AUSGANGSTEXT:
========================================================================

# [solved] sony-ericsson k850i unter linux

## cosmophobia

hallo leute..

seit heut bin ich stolzer besitzer eines k850i.. ; )

das einzige worauf es mir in verbindung mit dem rechner ankommt, ist zugriff auf die speicherkarte.. vor allem um die bilder aufn rechner zu bekommen..

ich hab alle usb-modi durchprobiert.. nur "massenspeicher" funktioniert.. allerdings hab ich dann nur zugriff auf den 35mb kleinen telefonspeicher und nicht auf die speicherkarte..

hat da schon jemand erfahrungen..!?

ps: bei meinem k750i hatt ich immer zugriff auf die speicherkarte und nicht auf den telefonspeicher *lol*.. was mir aber egal war.. ich brauch ja nur zugriff auf die speicherkarte..

----------

## Stormkings

Moin

Was bedeutet "usb-modi durchprobiert"? Ich hab ein K800i, das ich einfach per usb-kabel anstecke und dann als usb-stick erkannt wird. Sowohl karte als auch interner speicher taucht jeweils als usb-device auf. Ich kann mir kaum vorstellen, dass SE das alles ständig komplett ändert. Hast du dir mal /var/log/messages angesehen, während du das handy ansteckst? Vielleicht kannst du da die ausgabe mal posten.

========================================================================

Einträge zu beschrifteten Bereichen
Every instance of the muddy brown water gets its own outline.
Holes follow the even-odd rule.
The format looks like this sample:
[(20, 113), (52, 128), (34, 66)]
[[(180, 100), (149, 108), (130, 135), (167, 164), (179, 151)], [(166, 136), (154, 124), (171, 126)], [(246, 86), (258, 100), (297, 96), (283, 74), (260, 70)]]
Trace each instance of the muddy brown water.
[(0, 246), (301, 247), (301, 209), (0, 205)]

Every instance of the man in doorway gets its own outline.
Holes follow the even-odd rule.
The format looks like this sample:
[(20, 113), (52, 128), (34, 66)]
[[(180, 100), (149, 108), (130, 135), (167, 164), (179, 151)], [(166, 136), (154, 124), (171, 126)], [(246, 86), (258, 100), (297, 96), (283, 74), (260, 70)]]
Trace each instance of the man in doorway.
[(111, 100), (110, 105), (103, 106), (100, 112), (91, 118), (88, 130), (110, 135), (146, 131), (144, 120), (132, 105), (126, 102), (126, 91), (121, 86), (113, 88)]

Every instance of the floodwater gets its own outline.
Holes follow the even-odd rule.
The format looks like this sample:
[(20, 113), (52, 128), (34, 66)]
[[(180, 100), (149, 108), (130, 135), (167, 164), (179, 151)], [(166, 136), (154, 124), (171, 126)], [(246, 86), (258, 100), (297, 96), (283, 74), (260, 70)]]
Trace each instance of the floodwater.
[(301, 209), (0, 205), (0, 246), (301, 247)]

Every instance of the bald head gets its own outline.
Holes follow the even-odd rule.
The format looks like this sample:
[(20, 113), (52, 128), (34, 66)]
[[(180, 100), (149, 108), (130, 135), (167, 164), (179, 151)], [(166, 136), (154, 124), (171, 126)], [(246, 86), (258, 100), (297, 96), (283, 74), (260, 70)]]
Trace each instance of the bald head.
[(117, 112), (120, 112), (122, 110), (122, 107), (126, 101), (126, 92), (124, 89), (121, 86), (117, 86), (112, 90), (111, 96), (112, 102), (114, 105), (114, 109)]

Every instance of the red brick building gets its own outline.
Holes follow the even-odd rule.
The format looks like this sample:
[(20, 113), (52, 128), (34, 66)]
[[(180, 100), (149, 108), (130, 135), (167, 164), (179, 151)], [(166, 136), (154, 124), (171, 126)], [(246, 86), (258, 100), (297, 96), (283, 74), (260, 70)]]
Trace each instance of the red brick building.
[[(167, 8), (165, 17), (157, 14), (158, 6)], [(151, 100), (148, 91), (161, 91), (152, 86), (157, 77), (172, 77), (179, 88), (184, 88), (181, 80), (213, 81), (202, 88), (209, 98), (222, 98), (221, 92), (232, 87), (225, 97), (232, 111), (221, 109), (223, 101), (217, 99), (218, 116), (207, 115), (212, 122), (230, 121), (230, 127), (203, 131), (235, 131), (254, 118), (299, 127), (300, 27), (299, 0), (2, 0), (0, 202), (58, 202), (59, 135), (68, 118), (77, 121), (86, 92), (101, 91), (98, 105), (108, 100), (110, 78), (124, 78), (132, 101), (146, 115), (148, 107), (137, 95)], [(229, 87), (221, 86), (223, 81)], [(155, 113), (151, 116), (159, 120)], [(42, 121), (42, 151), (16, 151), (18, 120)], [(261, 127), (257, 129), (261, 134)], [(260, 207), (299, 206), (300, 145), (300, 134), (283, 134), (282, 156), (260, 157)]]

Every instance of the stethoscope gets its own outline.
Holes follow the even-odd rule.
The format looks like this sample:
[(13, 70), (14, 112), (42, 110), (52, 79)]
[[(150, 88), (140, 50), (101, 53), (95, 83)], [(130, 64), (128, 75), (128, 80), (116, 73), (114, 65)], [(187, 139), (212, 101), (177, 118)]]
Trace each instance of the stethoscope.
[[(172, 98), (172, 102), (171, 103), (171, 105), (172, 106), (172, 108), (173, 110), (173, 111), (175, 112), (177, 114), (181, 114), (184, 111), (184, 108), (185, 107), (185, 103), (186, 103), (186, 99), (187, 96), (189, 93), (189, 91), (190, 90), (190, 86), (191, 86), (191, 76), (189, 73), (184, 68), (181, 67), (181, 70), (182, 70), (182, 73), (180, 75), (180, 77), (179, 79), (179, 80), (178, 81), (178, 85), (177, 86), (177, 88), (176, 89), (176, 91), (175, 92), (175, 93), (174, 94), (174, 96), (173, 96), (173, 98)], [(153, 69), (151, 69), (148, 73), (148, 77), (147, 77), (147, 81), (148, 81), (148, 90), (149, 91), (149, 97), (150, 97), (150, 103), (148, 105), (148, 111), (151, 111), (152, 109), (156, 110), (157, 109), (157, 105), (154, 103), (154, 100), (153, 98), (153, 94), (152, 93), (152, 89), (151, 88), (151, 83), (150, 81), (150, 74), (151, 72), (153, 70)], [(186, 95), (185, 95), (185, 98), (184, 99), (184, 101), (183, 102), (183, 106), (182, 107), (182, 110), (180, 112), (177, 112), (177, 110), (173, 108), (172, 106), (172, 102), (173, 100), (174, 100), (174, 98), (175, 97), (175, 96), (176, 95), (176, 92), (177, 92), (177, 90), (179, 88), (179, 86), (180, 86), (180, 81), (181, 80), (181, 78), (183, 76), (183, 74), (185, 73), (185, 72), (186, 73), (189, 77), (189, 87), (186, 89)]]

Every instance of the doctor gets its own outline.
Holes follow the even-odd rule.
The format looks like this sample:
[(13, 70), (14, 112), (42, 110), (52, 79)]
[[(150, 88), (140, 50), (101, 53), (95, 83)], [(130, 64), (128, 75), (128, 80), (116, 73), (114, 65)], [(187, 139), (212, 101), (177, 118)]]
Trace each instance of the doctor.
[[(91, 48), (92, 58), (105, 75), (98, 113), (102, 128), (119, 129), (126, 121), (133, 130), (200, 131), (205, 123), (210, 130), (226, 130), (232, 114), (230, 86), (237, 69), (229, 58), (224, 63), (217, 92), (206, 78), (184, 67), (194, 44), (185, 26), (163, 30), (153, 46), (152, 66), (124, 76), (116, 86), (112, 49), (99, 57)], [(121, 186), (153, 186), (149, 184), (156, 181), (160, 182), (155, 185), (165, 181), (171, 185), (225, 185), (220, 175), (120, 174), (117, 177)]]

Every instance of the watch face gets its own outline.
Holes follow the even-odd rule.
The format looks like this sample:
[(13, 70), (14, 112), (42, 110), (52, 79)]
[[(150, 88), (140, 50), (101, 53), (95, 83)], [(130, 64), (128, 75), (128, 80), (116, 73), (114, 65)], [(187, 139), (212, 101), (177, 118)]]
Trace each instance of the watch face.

========================================================================

ZU ERLEDIGEN:
a) Bearbeite den Thread zum K850i unter Linux: Gib ihn von „ps: bei meinem“ bis einschließlich „ausgabe mal posten.“ wieder und ersetze dabei „K800i“ durch „K810i“.
b) Setze den Thread zum K850i unter Linux nach seinem letzten Satz fort.

LÖSUNGEN:
a)
ps: bei meinem k750i hatt ich immer zugriff auf die speicherkarte und nicht auf den telefonspeicher *lol*.. was mir aber egal war.. ich brauch ja nur zugriff auf die speicherkarte..

----------

## Stormkings

Moin

Was bedeutet "usb-modi durchprobiert"? Ich hab ein K810i, das ich einfach per usb-kabel anstecke und dann als usb-stick erkannt wird. Sowohl karte als auch interner speicher taucht jeweils als usb-device auf. Ich kann mir kaum vorstellen, dass SE das alles ständig komplett ändert. Hast du dir mal /var/log/messages angesehen, während du das handy ansteckst? Vielleicht kannst du da die ausgabe mal posten.

b)
grüße, dk

----------

## cosmophobia

naja.. wenn man den usb-stecker einsteckt kommt da noch sone auswahl.. "telefonmodus", "medienübertragung", "syncronisieren" & "massenspeicher".. aber nur massenspeicher tut was unter linux.. (was anderes brauch ich ja auch nicht..)

unter windows werden übrigens 2 massenspeicher erkannt.. telefon & speicherkarte.. unter linux kommt wiegesagt nur die automatische erkennung von "PHONE"..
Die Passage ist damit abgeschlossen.